Portugal passou a contar com um novo ator no debate sobre políticas públicas e imigração.
Criado por dois brasileiros radicados em Lisboa, o Instituto UM do Paradoxo Aplicado se apresenta como o primeiro think-and-do tank do país, um modelo que vai além da produção de estudos e propõe a aplicação prática de soluções para problemas estruturais da sociedade.
À frente do projeto estão Arielle Sensi e Heitor Cavalcanti de Albuquerque, ambos naturais do Rio de Janeiro e amigos desde a infância.
Depois de anos seguindo trajetórias profissionais distintas, os dois se reencontraram em Lisboa e decidiram transformar ideias em comuns numa iniciativa de impacto social.
Do reencontro à criação do Instituto UM
Formada em design, Arielle construiu carreira no Brasil atuando em instituições como a Fundação Getúlio Vargas (FGV), com foco em visualização de dados, transparência orçamentária e políticas públicas.
Já em Portugal, integrou o time de tecnologia da Worten e participou da reformulação do site da Segurança Social, experiência que lhe permitiu conhecer de perto as fragilidades da administração pública portuguesa.
Heitor, por sua vez, tem histórico de envolvimento com a comunidade imigrante e chegou a estudar Direito na Universidade de Lisboa. Ao longo da vida, mudou-se diversas vezes até decidir fixar residência definitiva na capital portuguesa, onde hoje também vivem seus pais.
O reencontro entre os dois catalisou uma ideia que Arielle já amadurecia: criar um instituto diferente dos tradicionais think tanks.

Lista de tarefas:
[A] Reescreva em forma de lista o parágrafo do texto sobre o Instituto UM que começa com "Formada em design, Arielle", mantendo seus fatos principais.
[B] Dê continuidade ao texto sobre o Instituto UM a partir da última frase apresentada.

Registros armazenados:
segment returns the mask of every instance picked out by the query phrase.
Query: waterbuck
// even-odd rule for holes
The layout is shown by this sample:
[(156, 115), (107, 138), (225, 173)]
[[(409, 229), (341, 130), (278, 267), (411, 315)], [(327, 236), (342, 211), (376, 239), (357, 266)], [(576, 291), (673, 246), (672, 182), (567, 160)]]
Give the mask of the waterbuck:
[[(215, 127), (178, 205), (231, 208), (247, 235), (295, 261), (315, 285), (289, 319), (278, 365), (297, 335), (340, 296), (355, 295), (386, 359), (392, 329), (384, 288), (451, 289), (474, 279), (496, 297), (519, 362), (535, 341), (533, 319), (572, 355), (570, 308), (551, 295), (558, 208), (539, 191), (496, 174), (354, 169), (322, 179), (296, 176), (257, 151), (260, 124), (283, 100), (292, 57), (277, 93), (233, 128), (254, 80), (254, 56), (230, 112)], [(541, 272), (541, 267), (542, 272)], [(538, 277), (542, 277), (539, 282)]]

Respostas escritas:
[A]
- Arielle é formada em design.
- No Brasil, fez carreira em instituições como a Fundação Getúlio Vargas (FGV).
- Atuou com foco em visualização de dados, transparência orçamentária e políticas públicas.

[B]
Assim nasceu o Instituto UM, fundado com recursos próprios dos sócios.
O que é um think-and-do tank
Segundo os fundadores, o Instituto UM aposta em uma abordagem híbrida.
“Queremos unir o conhecimento da academia, da sociedade civil, do mercado e do governo para desenvolver soluções aplicáveis, com foco em políticas públicas de longo prazo”, explica Arielle.
A principal diferença em relação aos think tanks tradicionais está na execução prática. Além de pesquisa e análise de dados, o instituto desenvolve produtos, serviços e estratégias que possam ser implementados diretamente, especialmente na área de serviços públicos.
A tecnologia será uma das bases do trabalho, tanto para garantir sustentabilidade financeira quanto para apoiar projetos de interesse público, como melhorias em plataformas digitais, cibersegurança e transparência de dados.
Imigração como prioridade
A imigração surge como um dos eixos centrais da atuação do Instituto UM.
Para os fundadores, o debate atual em Portugal tem sido marcado por simplificações e discursos que ignoram a complexidade do fenômeno migratório.
“Existe uma narrativa crescente de que o imigrante é um problema, quando, na realidade, ele é parte da solução, inclusive para a sustentabilidade da Segurança Social”, afirma Heitor.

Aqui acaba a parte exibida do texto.